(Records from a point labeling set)
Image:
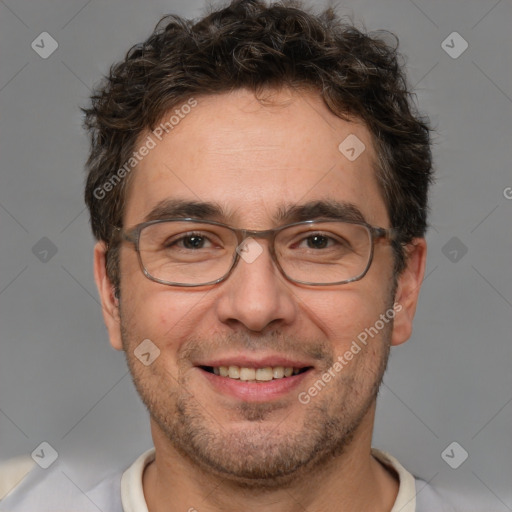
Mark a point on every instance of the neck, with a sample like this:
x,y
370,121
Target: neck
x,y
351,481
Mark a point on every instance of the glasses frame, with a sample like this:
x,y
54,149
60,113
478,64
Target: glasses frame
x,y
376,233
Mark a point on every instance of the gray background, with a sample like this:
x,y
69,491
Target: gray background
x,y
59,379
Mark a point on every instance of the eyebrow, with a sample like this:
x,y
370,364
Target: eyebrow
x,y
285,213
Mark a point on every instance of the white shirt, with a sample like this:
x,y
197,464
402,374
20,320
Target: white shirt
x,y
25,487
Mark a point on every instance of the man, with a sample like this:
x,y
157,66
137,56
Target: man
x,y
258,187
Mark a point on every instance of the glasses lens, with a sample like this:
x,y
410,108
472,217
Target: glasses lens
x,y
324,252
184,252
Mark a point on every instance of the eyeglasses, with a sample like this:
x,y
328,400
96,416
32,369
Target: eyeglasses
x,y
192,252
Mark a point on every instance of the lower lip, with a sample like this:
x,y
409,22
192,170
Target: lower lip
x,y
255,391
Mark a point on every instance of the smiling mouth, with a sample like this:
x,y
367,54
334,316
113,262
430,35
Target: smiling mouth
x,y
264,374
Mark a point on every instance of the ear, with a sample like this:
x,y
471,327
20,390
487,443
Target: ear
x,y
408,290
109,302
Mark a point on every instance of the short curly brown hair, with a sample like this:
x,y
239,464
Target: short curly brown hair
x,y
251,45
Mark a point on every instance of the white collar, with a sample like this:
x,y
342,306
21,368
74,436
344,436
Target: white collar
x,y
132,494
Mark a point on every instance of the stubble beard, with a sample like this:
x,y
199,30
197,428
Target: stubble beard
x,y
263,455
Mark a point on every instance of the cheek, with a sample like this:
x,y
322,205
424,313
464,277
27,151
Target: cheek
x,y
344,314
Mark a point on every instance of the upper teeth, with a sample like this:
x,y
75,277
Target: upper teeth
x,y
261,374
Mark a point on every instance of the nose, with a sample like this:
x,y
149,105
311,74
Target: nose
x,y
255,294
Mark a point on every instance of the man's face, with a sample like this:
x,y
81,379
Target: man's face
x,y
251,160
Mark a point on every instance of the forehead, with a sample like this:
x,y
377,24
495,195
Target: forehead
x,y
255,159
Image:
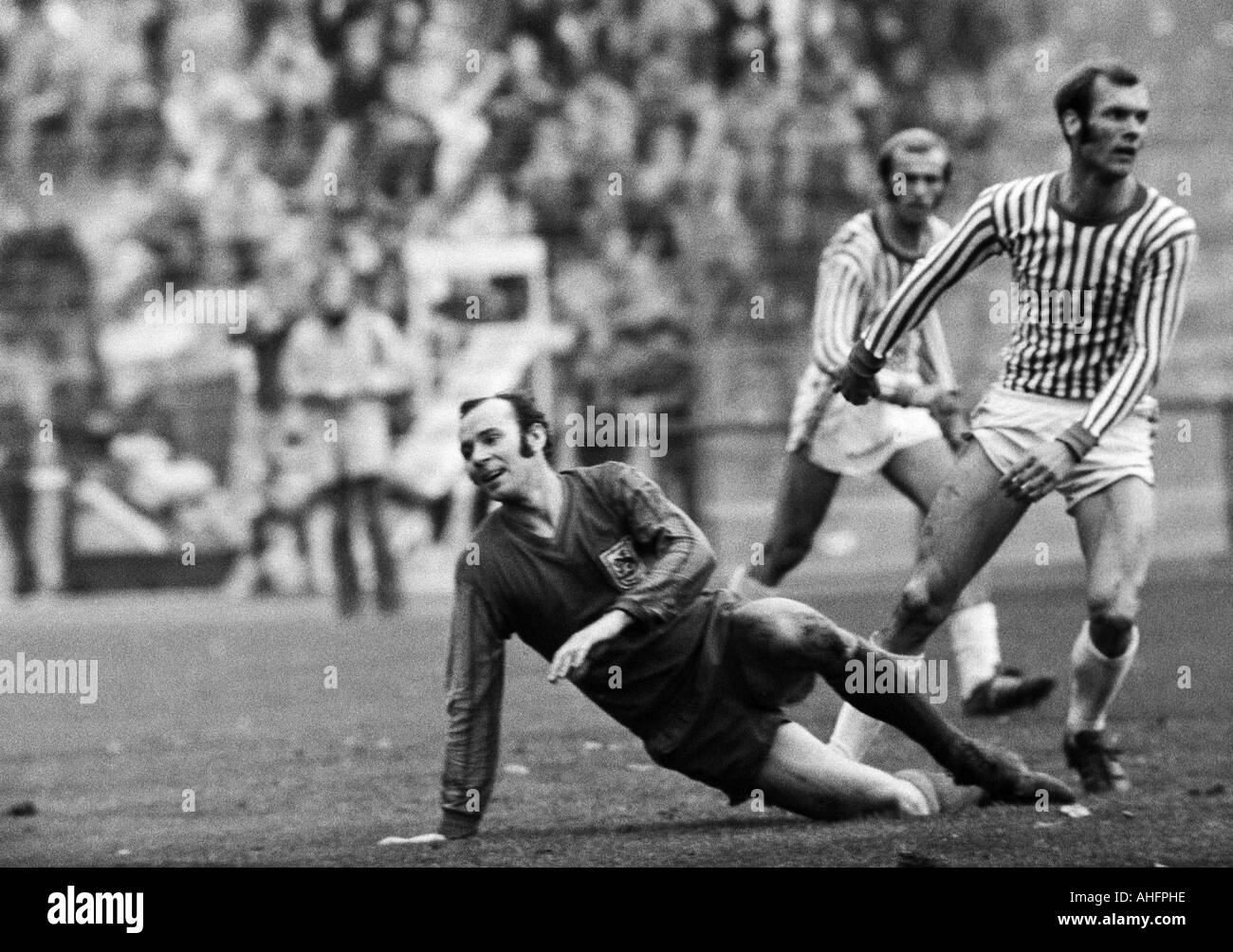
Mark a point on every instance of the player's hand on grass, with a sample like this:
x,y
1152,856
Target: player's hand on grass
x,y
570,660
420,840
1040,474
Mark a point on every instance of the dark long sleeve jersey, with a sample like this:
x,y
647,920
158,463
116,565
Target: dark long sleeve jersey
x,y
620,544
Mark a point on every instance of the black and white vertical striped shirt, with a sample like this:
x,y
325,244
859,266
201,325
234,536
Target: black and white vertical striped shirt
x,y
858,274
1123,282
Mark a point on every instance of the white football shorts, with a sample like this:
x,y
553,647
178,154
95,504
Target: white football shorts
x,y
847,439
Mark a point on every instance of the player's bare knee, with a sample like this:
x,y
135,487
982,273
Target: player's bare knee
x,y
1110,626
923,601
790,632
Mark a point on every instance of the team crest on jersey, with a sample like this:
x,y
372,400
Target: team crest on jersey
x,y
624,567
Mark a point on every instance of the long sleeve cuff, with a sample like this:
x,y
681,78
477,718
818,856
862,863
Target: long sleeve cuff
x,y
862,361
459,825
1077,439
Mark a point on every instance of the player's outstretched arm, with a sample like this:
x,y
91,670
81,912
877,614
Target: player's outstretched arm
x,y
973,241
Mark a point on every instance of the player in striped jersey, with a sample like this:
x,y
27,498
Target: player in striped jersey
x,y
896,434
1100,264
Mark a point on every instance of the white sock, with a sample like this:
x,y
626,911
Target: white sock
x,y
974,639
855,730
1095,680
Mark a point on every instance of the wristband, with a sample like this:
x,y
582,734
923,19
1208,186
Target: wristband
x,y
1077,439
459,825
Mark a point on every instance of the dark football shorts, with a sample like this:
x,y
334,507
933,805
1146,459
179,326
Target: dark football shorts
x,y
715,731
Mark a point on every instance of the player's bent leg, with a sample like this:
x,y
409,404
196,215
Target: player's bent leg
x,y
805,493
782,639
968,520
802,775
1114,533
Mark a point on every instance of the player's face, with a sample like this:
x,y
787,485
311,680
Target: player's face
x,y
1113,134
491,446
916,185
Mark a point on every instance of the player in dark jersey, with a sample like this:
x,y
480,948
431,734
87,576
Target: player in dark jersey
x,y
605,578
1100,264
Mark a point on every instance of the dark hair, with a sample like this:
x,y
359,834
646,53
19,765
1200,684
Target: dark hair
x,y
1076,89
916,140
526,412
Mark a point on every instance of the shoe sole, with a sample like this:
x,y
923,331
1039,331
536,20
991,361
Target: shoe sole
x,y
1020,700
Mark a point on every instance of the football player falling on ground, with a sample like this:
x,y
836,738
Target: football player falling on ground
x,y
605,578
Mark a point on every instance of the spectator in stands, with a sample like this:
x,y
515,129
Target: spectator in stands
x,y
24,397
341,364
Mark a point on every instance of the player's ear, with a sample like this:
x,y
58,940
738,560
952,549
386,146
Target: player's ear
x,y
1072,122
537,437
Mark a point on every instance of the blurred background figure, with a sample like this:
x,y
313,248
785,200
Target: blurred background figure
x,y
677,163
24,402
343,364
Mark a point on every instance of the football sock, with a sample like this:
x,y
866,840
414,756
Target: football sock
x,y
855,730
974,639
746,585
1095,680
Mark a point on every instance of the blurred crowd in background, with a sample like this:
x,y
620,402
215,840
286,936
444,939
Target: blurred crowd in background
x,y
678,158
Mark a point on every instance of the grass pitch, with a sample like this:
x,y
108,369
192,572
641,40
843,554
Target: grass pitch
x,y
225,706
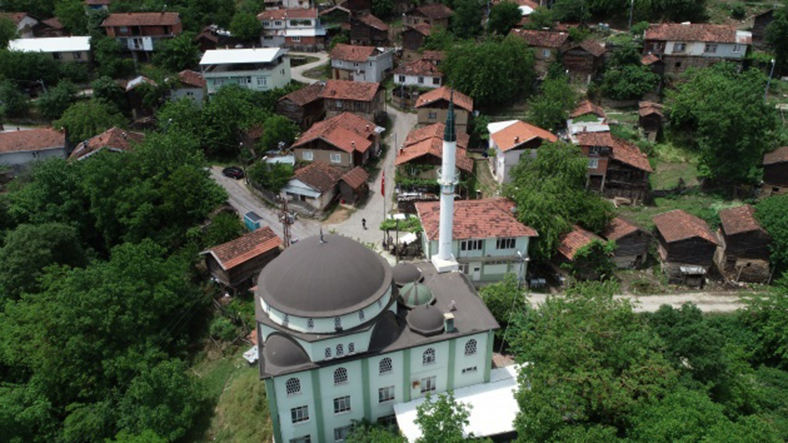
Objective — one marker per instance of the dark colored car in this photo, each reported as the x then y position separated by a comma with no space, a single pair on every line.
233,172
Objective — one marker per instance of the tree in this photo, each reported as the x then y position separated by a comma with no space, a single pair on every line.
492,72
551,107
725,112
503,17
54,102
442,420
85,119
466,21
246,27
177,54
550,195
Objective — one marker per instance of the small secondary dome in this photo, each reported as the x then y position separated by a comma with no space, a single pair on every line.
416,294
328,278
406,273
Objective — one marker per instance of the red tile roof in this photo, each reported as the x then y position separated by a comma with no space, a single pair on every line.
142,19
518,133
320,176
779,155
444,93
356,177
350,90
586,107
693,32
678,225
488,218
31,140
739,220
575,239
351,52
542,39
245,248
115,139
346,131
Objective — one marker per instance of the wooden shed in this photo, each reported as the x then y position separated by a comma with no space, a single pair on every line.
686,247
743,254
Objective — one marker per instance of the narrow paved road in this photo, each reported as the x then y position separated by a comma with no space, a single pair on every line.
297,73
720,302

--

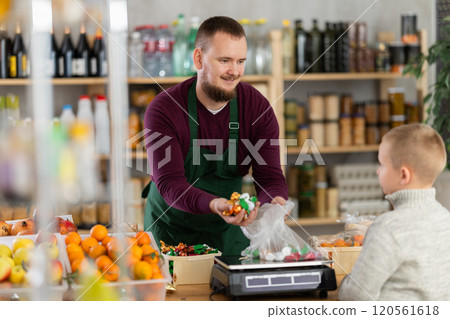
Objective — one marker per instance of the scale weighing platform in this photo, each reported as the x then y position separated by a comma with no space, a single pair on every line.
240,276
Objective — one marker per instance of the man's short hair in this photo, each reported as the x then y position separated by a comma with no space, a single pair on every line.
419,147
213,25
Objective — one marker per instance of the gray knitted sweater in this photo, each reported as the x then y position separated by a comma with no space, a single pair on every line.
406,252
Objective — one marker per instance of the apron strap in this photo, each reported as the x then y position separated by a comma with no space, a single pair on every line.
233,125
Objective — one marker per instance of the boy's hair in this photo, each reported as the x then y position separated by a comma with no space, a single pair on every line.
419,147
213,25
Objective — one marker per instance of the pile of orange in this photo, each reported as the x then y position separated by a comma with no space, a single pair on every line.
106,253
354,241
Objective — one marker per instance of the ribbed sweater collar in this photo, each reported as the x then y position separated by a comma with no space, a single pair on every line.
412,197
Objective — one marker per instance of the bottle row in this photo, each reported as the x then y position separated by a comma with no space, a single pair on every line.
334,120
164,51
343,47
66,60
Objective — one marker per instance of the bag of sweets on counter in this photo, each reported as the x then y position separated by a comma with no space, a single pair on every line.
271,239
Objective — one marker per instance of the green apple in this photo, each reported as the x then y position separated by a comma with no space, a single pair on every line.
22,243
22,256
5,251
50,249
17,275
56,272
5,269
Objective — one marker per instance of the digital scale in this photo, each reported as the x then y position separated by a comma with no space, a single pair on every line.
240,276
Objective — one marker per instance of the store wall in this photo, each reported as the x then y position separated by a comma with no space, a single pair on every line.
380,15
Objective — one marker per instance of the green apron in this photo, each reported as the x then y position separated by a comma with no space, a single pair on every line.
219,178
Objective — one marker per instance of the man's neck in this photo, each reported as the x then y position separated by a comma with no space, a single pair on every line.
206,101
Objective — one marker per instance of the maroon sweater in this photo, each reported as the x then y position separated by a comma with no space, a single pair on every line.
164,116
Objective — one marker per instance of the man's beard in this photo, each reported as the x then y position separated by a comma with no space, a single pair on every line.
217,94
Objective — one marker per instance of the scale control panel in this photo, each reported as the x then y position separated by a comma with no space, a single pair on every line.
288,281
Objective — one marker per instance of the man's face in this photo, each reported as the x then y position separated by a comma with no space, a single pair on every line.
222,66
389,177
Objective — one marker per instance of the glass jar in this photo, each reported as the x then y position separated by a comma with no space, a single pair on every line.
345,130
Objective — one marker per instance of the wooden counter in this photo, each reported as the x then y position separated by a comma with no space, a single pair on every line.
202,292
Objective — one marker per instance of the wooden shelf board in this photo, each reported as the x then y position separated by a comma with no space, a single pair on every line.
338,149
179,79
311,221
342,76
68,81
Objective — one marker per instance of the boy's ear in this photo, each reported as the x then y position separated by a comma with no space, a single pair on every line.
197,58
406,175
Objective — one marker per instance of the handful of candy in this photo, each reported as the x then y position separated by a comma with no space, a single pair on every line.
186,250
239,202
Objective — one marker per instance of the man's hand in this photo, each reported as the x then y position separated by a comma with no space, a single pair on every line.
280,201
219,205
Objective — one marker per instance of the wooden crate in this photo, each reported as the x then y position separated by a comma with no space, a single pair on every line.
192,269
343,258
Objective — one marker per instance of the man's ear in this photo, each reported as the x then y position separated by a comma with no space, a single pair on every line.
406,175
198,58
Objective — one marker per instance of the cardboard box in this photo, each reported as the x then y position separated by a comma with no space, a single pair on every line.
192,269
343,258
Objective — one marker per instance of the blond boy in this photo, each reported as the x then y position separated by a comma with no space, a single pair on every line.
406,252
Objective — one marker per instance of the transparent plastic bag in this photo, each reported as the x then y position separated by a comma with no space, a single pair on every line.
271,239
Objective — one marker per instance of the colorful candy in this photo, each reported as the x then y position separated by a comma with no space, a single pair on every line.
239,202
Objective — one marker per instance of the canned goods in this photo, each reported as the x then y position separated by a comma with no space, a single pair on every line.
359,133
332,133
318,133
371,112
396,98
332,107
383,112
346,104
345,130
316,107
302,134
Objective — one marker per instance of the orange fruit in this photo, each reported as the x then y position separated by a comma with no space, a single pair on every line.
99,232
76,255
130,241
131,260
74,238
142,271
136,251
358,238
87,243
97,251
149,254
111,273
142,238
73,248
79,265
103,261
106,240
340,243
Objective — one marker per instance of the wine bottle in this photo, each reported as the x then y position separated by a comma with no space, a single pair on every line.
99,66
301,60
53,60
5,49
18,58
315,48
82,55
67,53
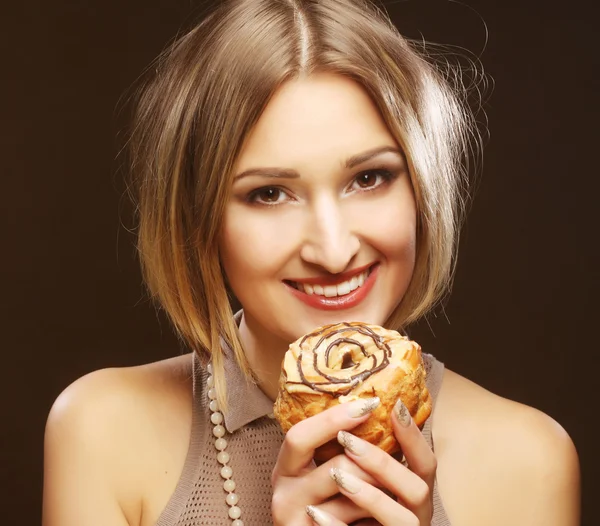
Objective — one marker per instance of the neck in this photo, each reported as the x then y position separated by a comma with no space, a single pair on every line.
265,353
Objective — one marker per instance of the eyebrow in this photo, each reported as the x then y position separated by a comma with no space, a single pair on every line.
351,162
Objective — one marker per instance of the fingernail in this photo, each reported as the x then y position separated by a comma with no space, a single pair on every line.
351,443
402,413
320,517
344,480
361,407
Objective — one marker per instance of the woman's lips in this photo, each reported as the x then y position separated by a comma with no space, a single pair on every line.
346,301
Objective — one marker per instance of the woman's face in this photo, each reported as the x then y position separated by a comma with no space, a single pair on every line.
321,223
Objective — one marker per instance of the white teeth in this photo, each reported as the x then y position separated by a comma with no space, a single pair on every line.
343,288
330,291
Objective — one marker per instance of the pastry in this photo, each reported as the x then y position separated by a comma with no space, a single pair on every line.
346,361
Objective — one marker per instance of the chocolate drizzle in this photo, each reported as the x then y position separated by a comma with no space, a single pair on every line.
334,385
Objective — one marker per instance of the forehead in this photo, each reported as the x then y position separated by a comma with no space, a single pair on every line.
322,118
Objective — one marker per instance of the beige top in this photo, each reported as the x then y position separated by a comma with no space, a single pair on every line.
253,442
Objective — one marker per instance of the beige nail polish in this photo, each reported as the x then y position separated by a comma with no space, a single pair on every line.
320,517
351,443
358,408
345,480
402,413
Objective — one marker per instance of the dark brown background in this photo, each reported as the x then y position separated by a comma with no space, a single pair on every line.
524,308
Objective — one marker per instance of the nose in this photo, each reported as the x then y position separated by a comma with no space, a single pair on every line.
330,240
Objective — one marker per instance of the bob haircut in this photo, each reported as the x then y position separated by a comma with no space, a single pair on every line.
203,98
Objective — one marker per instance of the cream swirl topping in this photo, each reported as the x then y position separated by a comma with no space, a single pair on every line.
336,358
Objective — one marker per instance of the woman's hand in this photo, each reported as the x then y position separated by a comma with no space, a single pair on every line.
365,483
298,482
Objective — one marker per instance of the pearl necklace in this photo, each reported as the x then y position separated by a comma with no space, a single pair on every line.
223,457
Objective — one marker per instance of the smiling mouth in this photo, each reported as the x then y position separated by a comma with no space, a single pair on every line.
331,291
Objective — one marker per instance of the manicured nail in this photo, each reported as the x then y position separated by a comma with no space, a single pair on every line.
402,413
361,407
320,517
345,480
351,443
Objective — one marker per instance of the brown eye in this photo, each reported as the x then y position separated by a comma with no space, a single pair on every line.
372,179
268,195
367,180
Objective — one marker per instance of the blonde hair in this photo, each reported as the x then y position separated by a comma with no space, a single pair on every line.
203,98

...

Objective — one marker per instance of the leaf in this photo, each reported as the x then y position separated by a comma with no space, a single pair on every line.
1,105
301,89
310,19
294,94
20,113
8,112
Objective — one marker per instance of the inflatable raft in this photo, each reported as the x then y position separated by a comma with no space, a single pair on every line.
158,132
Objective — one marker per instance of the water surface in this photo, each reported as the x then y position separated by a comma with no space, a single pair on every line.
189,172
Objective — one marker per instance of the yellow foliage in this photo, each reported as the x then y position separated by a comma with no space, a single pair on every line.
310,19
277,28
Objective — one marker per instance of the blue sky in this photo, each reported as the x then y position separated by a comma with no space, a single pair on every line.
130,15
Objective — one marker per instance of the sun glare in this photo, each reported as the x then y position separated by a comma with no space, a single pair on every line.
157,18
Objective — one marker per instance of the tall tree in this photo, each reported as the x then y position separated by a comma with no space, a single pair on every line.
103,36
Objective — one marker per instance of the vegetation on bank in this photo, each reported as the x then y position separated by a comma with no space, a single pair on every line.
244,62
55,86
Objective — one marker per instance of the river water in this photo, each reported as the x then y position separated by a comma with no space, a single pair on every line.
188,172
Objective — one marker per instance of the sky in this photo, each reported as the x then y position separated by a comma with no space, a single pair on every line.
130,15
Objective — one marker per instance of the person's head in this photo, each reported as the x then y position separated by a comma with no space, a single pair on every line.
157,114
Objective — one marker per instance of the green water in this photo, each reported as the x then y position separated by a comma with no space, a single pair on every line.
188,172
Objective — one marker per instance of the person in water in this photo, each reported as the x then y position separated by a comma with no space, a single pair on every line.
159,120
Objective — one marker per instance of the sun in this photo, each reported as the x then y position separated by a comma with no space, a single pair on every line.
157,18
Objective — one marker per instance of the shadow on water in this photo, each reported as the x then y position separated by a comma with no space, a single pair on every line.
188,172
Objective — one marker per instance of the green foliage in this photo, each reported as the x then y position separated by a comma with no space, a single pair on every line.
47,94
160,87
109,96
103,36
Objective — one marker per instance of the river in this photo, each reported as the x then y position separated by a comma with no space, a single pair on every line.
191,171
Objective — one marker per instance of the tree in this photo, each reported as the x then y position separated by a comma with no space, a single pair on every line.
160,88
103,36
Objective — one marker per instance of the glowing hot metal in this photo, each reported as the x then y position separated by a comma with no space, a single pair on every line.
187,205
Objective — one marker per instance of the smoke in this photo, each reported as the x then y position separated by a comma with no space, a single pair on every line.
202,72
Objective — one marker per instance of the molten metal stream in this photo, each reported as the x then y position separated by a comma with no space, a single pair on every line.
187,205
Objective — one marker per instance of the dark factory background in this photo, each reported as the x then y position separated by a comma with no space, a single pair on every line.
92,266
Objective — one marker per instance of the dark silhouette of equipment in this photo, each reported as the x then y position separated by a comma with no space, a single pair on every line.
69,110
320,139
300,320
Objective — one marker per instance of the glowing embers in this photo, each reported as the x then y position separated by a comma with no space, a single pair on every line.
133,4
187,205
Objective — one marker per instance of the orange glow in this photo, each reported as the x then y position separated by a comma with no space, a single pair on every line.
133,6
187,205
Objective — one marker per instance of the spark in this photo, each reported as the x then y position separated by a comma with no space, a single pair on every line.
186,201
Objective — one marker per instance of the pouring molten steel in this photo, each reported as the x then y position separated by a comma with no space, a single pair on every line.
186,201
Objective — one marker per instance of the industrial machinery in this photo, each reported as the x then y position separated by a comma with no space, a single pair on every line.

> [Request]:
Report every line of the items above that contains the word "beard", treating uppercase and lowercase as distinct.

> [Answer to the exercise]:
Mark a point on every instance of the stubble beard, with a sample like this:
Target: stubble beard
Objective — one marker per instance of the man's beard in this photo, each reported as the x then y position separated by a comma with no space, a single pair on every line.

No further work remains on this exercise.